[[ EXCERPTED DATA open ]]

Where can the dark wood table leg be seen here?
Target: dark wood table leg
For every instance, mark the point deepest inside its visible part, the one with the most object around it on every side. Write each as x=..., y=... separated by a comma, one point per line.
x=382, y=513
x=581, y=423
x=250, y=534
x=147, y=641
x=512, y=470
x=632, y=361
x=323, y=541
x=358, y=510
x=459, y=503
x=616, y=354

[[ EXCERPTED DATA closed ]]

** WHAT IS EXPECTED **
Without any alteration, repeat each entry shown above.

** SOLUTION **
Where can the dark wood table leg be seen here?
Target: dark wood table leg
For every instance, mark the point deepest inside its visible part, the one with the most object around it on every side. Write each as x=..., y=... separated by a comma, one point per line.
x=382, y=513
x=581, y=423
x=250, y=534
x=147, y=641
x=512, y=470
x=632, y=361
x=323, y=541
x=358, y=510
x=459, y=503
x=616, y=354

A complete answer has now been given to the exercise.